## [Exercise instructions]
Which lines of the items below contain the word "window"? Show every such line in full, unchanged, and treat case as significant.

+ + +

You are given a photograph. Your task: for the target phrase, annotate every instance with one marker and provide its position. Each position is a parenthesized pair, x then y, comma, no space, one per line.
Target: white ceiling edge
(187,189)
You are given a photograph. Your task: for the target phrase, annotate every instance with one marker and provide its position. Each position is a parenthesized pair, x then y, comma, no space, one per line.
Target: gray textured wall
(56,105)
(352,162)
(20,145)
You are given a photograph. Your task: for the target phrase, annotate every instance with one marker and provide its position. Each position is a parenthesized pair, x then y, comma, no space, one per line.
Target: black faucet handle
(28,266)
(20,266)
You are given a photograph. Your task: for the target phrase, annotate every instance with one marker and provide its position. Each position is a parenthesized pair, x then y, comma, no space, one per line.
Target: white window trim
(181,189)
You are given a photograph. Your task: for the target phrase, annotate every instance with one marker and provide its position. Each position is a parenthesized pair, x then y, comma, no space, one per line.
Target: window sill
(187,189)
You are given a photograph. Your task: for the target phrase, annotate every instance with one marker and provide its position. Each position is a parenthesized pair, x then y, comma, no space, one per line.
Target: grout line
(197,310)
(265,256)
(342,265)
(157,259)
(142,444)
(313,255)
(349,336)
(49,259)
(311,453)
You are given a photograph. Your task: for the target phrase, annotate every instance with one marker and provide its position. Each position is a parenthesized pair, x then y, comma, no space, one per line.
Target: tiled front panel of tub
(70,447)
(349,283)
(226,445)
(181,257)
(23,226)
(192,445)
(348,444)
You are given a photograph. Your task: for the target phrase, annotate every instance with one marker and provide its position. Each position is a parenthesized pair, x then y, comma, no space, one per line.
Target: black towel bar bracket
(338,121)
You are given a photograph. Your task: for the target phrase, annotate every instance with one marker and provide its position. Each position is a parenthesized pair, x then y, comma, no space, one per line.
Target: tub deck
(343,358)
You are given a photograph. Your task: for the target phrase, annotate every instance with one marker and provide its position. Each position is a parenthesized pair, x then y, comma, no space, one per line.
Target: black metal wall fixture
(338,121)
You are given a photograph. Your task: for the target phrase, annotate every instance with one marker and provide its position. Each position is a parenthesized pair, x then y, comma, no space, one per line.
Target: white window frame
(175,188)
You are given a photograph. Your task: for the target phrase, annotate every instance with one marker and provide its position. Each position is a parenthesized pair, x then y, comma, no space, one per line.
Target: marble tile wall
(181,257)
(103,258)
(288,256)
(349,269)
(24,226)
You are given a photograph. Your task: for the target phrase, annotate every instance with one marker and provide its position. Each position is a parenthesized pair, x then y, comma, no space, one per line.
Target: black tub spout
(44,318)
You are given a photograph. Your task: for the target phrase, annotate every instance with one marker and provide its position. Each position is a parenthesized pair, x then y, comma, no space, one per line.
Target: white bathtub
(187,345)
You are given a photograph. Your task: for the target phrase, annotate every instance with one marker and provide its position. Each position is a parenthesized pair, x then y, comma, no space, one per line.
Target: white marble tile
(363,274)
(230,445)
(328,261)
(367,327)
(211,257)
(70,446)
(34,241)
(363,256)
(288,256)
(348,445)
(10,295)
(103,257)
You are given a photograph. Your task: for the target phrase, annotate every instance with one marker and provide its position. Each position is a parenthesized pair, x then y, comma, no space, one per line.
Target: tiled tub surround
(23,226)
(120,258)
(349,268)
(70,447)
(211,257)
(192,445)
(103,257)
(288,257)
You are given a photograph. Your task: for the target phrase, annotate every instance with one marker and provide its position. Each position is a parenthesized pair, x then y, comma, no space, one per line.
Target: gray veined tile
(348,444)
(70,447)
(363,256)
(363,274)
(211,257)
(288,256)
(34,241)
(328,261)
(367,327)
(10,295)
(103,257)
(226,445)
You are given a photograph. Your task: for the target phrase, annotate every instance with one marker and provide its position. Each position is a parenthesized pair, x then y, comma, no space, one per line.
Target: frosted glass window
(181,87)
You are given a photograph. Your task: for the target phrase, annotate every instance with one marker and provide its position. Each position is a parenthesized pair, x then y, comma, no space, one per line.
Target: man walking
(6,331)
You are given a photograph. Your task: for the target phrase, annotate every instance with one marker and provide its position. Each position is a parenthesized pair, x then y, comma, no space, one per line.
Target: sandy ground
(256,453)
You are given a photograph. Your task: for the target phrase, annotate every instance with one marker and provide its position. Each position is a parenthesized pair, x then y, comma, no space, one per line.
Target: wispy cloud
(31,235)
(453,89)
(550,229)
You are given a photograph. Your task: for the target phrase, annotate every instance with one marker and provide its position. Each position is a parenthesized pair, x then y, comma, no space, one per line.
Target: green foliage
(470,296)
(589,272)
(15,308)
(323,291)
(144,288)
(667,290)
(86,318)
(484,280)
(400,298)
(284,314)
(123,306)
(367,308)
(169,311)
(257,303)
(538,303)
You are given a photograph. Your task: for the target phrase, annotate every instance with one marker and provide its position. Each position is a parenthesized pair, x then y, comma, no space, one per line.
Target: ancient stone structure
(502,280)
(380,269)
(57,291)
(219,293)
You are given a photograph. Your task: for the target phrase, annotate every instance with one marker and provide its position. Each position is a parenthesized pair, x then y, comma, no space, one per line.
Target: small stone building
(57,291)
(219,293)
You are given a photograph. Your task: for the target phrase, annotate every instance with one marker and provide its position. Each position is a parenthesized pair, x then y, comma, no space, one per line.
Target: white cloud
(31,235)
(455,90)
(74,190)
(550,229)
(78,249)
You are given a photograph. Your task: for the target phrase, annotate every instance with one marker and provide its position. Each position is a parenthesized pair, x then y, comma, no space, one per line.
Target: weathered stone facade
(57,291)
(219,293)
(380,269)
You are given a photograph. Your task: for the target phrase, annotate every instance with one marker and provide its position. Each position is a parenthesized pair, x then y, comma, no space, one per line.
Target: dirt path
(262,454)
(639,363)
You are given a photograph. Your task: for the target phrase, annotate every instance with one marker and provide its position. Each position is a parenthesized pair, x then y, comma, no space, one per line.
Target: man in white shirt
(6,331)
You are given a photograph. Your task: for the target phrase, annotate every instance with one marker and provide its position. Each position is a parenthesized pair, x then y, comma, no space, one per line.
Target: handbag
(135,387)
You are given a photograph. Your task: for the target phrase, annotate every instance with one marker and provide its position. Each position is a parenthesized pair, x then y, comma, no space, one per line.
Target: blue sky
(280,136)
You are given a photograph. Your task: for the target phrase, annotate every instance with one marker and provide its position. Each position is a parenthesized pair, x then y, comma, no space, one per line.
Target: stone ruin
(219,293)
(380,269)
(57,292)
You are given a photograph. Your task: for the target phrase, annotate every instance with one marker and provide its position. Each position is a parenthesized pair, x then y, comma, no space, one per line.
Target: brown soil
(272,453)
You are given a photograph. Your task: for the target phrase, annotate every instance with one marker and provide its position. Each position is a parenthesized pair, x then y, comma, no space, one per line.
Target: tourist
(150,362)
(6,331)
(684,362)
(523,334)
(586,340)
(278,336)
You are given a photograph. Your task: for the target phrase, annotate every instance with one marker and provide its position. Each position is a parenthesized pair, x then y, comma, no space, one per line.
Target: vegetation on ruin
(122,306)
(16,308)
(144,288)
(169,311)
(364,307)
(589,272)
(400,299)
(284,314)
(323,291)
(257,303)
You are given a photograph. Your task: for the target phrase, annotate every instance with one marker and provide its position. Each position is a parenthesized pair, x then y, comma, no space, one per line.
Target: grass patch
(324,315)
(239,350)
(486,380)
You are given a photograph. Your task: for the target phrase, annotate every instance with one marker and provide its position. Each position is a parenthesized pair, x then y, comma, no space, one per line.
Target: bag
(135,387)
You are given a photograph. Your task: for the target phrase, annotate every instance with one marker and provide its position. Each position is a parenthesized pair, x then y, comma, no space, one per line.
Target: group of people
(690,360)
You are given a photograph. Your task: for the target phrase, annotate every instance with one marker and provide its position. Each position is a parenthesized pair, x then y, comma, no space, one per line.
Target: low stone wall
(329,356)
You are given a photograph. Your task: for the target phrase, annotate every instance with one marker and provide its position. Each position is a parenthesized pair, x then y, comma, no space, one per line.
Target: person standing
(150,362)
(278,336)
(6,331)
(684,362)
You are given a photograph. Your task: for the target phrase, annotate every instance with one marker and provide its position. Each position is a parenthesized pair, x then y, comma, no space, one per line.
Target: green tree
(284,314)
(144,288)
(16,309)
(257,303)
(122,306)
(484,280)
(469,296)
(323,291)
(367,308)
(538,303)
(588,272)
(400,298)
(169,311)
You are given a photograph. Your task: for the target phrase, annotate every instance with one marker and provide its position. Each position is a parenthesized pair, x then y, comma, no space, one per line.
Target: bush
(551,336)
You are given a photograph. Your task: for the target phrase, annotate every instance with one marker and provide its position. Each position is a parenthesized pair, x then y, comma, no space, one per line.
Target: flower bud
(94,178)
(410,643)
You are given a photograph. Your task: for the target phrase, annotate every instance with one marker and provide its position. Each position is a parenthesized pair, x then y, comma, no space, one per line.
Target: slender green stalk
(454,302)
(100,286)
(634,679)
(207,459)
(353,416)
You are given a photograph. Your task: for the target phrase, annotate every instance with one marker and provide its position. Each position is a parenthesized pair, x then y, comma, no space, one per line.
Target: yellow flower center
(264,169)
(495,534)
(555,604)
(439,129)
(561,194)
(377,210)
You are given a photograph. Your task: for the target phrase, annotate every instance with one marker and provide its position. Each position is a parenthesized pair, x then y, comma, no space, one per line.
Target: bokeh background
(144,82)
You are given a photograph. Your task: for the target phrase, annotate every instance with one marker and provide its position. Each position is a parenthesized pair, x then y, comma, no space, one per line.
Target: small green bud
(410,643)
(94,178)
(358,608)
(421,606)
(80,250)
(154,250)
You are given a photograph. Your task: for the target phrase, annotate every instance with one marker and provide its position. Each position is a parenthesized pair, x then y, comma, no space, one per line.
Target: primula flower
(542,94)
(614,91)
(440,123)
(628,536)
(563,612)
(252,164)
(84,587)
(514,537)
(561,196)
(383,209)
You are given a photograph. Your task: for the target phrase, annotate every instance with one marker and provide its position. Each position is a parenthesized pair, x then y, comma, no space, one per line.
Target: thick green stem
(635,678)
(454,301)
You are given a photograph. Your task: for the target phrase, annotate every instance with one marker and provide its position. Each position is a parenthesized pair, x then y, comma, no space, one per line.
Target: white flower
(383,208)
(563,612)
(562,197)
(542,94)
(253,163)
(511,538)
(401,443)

+ + +

## [Written solution]
Target: white window trim
Target: window sill
Target: white window frame
Target: frosted glass window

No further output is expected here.